Fuente
# # #

El multiculturalismo es una palabra con mala prensa en Francia. La República no quiere saber cuál es el color de piel, la religión o las tradiciones de sus ciudadanos: está prohibido preguntar tales datos. Uno de los valores más queridos de Francia es el universalismo republicano. Y, sin embargo, lentamente emerge un mosaico de guetos étnicos o religiosos. La corrección política impide precisar hasta qué punto la inseguridad ciudadana procede de núcleos marginales en torno a las grandes ciudades, o de bandas juveniles que hacen de las agresiones o de las quemas de coches un signo de identidad o de contracultura.

Sólo fue una anécdota, pero parte de los medios de comunicación y de los políticos lo elevaron a categoría: el 6 de octubre pasado, 120 forofos de la selección de fútbol argelina invadieron el estadio de París en que jugaba un amistoso con el equipo de Francia y convirtieron las gradas, donde se apiñaban 80.000 espectadores, en una bomba potencialmente peligrosa, que no llegó a estallar. Los franceses tradicionales se estremecieron al comprobar que muchachos que se llaman Youcef Attar, Ludovic Laurcie o Hocine Titrounet (hoy condenados a tres meses de prisión, sin obligación de ingresar en la cárcel, por invasión del campo) abucheaban el himno nacional francés e interrumpían un partido que el equipo nacional ganaba... al del país de ascendencia de los invasores.

El presidente de la República, Jacques Chirac, ofrece en su programa electoral el encierro de los adolescentes delincuentes, que tienen entre 13 y 18 años, en prisiones diferenciadas de las convencionales, púdicamente denominadas 'centros educativos' cuando van destinadas a detenidos que aún no han sido juzgados. Ni él ni sus adversarios lo dicen en público, eso estaría muy feo, pero tales centros, si se construyen, terminarán albergando inmigrantes o hijos de inmigrantes en una buena proporción.

# # #

Entradas de identificación de ubicaciones
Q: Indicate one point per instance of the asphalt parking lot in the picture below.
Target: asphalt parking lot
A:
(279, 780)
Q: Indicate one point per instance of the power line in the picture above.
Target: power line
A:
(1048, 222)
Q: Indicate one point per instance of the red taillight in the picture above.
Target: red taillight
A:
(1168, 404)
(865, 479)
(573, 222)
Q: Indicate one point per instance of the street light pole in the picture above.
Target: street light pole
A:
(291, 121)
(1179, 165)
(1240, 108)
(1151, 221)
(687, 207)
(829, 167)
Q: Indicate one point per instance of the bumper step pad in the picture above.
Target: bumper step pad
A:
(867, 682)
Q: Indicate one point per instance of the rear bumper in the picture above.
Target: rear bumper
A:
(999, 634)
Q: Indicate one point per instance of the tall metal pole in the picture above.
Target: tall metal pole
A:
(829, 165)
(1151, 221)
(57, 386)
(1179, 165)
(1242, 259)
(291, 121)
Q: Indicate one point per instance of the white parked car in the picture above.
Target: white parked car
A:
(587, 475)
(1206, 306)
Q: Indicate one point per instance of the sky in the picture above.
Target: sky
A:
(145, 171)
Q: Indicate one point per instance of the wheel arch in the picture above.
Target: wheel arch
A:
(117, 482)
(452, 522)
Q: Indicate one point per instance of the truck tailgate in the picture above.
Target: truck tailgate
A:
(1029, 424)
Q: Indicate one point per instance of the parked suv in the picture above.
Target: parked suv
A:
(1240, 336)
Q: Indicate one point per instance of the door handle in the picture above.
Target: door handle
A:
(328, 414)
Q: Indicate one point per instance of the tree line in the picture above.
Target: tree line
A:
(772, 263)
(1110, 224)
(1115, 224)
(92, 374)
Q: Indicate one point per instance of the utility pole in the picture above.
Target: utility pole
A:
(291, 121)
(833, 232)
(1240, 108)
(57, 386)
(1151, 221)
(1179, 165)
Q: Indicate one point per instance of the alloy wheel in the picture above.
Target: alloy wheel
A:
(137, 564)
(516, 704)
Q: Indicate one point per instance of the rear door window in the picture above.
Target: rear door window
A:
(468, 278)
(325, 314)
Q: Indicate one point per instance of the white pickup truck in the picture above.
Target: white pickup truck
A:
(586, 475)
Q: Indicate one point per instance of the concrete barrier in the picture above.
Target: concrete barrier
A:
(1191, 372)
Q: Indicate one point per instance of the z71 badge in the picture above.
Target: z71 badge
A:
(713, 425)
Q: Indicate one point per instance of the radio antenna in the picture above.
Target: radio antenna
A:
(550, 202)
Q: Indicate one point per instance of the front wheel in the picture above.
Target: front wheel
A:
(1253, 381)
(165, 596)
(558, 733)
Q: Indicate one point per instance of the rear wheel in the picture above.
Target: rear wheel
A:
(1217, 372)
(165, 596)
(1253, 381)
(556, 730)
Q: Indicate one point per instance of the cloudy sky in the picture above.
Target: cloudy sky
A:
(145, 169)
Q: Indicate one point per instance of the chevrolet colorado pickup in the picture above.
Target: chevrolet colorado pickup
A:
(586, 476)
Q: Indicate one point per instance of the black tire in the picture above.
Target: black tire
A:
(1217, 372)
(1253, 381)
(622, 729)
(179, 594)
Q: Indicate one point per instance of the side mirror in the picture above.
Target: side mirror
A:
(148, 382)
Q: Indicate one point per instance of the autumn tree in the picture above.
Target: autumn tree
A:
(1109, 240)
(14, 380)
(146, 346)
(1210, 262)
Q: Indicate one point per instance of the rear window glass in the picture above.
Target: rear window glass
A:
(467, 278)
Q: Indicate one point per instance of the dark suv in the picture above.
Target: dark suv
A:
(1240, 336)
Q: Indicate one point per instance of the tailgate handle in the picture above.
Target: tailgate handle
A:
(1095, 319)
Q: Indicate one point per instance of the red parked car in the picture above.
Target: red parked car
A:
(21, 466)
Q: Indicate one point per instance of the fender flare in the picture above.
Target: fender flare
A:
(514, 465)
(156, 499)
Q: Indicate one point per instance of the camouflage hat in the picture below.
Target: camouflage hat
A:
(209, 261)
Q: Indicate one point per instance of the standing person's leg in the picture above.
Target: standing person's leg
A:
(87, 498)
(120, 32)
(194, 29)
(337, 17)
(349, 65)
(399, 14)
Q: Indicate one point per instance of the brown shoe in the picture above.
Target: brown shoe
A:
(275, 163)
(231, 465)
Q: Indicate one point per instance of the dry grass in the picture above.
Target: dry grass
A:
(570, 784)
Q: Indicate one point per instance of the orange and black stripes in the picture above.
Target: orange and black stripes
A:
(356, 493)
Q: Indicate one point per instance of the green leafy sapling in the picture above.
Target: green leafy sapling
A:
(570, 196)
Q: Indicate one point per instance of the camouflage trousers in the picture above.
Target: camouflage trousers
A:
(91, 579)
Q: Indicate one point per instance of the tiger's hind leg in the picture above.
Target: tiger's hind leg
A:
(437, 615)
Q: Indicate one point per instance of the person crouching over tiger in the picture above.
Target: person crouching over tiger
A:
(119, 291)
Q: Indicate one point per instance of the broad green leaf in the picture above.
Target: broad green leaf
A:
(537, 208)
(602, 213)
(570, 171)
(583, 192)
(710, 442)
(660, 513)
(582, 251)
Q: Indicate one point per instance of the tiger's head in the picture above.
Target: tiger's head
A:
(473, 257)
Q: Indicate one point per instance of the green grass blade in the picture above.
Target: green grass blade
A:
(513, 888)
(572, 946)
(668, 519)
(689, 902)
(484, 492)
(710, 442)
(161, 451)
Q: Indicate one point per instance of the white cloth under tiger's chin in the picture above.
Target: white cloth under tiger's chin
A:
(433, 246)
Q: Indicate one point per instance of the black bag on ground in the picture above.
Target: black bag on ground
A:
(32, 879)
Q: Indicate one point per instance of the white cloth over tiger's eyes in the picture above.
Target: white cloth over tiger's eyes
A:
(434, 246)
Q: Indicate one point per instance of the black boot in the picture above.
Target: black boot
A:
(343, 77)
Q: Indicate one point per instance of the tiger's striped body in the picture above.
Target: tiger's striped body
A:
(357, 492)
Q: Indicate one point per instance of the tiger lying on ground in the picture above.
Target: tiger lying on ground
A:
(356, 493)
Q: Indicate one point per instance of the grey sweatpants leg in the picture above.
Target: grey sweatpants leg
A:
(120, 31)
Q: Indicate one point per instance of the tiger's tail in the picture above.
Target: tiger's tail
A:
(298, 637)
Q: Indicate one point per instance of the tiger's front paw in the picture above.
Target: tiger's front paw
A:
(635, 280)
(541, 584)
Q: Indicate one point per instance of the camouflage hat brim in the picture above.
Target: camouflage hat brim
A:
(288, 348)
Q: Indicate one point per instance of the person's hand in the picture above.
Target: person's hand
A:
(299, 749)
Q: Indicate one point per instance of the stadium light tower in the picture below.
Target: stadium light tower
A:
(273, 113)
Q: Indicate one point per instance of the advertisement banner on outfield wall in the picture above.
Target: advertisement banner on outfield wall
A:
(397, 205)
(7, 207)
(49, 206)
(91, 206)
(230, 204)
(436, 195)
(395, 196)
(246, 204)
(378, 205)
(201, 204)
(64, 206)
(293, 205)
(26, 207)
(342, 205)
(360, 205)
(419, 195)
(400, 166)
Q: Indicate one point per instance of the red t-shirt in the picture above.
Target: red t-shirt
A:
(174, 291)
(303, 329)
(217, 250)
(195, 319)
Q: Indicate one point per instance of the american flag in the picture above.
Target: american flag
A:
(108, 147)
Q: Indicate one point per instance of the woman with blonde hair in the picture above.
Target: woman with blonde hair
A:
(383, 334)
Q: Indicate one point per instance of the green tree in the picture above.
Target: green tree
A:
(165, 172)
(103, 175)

# # #

Descripción del problema
Extraiga del texto, sin alteración alguna, el pasaje que comienza en las palabras "El multiculturalismo es" y concluye tras "o de contracultura.". Los ítems no guardan relación alguna con el texto.

Respuesta escrita
El multiculturalismo es una palabra con mala prensa en Francia. La República no quiere saber cuál es el color de piel, la religión o las tradiciones de sus ciudadanos: está prohibido preguntar tales datos. Uno de los valores más queridos de Francia es el universalismo republicano. Y, sin embargo, lentamente emerge un mosaico de guetos étnicos o religiosos. La corrección política impide precisar hasta qué punto la inseguridad ciudadana procede de núcleos marginales en torno a las grandes ciudades, o de bandas juveniles que hacen de las agresiones o de las quemas de coches un signo de identidad o de contracultura.